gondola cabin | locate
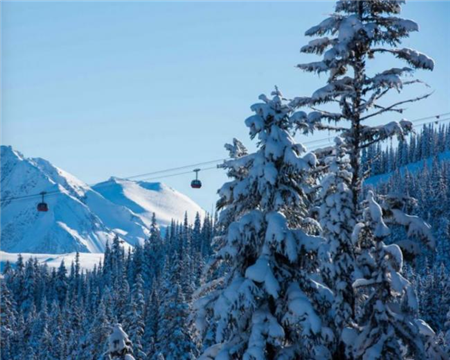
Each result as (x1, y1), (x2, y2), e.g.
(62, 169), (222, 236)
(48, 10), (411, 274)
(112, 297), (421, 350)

What is expected =
Transcribe the lines above exactly as they appear, leaving out the picture.

Finished exercise =
gondola cabin | locate
Each result as (x1, y1), (x2, y2), e.g.
(62, 169), (222, 236)
(48, 10), (411, 274)
(112, 297), (421, 350)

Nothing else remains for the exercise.